- ASSIGNMENT
Report all lines below with the word "street".

- DATA SUPPLIED
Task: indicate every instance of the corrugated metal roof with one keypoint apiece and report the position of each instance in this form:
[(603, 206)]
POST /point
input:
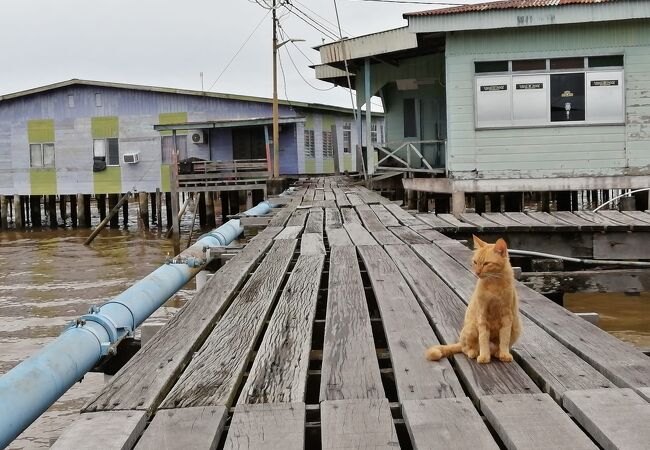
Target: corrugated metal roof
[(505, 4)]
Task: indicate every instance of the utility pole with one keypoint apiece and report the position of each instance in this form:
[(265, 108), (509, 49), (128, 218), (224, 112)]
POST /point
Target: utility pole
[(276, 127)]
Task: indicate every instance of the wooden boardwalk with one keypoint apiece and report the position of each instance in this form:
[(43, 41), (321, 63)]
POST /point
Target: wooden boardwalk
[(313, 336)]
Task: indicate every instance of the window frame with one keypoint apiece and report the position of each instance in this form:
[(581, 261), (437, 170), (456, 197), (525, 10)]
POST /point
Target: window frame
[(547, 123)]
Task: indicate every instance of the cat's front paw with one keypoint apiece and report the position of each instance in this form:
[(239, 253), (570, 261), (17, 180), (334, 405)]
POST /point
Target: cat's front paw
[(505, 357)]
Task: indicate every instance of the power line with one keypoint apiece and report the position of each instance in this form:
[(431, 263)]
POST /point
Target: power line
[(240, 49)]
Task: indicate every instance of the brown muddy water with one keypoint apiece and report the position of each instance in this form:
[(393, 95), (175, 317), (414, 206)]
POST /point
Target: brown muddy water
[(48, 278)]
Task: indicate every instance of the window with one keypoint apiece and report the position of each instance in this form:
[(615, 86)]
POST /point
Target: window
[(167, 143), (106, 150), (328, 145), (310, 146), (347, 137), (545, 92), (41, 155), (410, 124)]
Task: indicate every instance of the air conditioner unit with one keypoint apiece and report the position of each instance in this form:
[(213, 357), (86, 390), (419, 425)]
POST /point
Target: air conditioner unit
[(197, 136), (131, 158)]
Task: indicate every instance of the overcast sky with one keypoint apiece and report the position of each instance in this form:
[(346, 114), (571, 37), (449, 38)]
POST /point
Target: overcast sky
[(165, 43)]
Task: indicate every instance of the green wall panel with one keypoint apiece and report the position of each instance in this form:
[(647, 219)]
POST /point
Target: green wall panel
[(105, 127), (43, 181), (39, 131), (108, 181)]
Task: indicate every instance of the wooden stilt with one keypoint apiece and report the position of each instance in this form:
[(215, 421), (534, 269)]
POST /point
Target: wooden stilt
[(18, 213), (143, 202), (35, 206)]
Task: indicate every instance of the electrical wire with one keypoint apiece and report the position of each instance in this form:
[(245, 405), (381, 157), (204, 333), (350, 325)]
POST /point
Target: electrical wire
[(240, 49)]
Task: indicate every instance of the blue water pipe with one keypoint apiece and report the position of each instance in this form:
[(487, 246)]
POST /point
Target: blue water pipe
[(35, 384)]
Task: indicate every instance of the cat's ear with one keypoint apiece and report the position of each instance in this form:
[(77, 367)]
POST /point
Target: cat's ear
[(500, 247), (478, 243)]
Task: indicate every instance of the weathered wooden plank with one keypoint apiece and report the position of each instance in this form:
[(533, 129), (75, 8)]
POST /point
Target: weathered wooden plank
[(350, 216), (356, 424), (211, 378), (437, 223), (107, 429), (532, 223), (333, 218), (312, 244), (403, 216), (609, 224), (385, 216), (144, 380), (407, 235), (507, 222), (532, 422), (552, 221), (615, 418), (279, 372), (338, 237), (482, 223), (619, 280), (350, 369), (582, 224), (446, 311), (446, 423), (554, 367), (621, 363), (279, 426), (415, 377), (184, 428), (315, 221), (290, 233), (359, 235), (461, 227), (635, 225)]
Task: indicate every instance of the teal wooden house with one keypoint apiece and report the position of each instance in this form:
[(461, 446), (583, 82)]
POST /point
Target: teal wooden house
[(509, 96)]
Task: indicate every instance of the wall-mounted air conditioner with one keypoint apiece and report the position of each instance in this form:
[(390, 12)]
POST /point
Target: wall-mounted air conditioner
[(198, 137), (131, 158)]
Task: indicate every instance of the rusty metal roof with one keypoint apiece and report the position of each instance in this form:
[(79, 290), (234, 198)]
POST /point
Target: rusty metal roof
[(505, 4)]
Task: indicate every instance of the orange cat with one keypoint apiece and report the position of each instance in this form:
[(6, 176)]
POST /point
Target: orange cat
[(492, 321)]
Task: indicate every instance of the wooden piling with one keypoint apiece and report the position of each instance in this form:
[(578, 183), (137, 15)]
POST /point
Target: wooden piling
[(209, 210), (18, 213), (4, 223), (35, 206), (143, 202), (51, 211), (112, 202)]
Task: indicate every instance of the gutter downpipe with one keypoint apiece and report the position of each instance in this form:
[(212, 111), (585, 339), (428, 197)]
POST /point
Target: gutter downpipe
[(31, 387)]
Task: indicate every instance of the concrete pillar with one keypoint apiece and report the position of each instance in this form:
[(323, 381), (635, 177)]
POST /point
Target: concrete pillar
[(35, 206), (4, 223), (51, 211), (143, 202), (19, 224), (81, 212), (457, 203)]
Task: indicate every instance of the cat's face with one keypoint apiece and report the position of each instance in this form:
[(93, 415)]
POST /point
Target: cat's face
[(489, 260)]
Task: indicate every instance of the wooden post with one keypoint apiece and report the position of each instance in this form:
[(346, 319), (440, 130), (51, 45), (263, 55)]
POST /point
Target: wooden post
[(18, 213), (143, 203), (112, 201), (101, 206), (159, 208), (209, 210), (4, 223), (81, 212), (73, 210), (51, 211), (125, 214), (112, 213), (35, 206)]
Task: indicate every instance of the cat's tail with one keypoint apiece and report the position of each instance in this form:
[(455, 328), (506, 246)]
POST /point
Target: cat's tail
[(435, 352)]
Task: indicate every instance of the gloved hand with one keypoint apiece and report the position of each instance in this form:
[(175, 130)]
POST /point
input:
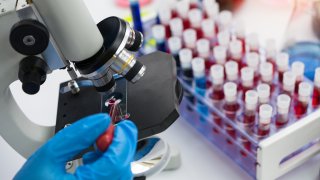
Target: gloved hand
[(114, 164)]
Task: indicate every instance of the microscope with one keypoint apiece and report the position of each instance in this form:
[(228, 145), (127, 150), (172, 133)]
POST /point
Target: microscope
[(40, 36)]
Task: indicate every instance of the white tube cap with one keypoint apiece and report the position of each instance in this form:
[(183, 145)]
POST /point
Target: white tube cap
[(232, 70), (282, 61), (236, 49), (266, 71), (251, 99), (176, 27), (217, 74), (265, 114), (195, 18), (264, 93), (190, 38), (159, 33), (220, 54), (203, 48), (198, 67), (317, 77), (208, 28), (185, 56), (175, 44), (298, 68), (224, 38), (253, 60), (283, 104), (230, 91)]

--

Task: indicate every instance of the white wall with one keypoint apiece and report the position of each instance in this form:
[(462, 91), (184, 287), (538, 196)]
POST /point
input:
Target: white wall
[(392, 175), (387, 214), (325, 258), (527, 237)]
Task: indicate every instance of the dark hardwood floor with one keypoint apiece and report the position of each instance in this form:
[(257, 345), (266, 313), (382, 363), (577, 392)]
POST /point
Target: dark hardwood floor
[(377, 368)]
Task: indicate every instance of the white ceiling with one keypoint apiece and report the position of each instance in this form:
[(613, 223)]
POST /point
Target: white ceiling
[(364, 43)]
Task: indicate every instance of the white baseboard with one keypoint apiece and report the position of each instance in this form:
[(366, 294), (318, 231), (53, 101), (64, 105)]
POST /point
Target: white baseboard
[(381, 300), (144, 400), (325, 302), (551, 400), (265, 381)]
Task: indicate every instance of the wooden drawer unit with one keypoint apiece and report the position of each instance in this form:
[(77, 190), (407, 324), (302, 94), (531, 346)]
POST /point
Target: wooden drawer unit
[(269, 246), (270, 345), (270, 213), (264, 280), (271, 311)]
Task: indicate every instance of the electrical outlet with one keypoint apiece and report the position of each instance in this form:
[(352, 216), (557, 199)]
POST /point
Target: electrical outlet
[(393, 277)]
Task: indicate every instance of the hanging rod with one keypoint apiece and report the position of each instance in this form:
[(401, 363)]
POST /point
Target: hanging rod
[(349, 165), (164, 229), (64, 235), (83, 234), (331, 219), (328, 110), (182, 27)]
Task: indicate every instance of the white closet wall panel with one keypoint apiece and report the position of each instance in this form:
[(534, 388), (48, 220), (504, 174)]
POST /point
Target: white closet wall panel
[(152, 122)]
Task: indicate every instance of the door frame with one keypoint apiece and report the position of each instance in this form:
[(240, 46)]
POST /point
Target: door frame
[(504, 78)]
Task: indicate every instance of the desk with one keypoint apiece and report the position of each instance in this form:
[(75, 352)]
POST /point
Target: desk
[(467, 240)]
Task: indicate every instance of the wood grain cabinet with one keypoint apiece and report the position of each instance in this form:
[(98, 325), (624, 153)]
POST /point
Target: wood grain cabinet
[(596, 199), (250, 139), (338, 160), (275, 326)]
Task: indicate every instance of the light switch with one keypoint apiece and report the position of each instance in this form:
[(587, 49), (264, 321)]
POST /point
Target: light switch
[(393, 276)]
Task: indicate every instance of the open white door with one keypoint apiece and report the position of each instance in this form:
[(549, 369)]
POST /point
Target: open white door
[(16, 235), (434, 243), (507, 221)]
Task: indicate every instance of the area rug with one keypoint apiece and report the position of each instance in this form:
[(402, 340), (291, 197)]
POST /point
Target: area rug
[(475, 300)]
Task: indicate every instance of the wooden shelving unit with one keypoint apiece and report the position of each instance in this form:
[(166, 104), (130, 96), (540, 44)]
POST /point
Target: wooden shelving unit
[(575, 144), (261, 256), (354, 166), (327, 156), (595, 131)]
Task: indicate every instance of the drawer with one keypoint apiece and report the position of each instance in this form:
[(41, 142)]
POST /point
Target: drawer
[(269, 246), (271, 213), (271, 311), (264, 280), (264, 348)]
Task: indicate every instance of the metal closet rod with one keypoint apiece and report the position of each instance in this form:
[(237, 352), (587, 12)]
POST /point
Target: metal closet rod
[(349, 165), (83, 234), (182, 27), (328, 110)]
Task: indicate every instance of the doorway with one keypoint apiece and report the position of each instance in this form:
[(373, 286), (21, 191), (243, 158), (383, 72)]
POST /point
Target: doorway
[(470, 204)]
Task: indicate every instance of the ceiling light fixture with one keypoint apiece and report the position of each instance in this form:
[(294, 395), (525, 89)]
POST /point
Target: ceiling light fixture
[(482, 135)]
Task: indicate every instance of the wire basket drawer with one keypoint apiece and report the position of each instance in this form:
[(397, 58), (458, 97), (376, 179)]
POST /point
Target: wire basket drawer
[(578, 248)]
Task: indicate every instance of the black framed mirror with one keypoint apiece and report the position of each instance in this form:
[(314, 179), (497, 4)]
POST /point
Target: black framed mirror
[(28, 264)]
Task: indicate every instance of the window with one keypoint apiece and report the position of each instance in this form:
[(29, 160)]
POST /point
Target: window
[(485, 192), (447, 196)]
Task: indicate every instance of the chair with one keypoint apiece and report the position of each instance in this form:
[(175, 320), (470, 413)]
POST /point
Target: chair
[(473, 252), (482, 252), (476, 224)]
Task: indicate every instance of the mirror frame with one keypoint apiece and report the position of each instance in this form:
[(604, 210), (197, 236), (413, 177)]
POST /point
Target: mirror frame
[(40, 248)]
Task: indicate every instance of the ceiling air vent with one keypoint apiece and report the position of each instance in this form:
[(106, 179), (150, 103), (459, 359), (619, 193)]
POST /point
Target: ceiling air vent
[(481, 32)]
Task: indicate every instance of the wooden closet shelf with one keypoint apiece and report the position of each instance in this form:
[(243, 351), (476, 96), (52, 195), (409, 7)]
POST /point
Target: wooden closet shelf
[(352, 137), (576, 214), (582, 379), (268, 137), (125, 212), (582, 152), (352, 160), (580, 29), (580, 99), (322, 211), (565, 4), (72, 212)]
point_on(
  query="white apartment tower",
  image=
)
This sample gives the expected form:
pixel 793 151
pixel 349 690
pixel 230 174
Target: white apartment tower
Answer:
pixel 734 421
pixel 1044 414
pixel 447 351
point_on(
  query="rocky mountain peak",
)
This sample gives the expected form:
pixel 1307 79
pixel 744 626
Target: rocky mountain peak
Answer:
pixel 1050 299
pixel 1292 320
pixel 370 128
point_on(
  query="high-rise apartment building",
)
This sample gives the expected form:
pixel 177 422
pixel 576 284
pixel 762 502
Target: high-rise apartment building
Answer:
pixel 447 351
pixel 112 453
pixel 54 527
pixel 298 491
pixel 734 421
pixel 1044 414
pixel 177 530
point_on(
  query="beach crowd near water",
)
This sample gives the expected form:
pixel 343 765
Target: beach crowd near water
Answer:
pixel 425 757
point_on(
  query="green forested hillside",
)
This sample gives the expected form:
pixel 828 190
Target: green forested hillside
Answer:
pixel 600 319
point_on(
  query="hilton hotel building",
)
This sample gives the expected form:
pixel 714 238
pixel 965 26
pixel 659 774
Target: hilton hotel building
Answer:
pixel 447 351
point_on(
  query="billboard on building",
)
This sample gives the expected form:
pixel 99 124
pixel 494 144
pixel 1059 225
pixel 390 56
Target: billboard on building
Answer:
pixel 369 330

* * *

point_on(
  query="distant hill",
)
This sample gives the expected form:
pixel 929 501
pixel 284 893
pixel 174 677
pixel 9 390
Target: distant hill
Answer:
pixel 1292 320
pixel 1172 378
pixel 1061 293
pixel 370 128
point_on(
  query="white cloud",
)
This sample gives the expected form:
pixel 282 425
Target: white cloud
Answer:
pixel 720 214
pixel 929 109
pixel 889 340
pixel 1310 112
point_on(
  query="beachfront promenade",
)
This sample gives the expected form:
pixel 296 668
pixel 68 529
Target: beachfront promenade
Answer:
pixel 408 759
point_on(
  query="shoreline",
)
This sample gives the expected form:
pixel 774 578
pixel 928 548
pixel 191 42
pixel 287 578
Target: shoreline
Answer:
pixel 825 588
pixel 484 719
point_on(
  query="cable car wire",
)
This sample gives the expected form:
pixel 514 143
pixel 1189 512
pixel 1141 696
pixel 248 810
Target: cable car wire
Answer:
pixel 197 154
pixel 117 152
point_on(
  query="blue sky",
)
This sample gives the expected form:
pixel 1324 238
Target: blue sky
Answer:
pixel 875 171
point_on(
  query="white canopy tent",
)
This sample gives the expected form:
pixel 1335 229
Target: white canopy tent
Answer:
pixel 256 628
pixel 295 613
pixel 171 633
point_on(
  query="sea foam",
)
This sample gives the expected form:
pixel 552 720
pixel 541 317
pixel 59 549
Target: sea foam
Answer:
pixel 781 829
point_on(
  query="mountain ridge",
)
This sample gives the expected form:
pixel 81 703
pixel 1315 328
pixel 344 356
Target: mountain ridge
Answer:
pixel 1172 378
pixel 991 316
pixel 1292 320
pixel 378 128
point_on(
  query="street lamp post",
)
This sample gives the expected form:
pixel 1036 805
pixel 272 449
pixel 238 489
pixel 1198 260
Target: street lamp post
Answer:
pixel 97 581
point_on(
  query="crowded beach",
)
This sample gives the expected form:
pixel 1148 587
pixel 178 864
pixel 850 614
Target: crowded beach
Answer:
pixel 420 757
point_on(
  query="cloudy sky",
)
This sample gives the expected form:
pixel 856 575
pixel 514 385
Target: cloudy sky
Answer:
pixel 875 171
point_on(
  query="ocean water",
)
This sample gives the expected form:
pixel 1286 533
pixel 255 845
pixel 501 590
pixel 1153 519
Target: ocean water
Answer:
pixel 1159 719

- SOLUTION TO THIS EXERCISE
  query="street lamp post",
Target: street lamp post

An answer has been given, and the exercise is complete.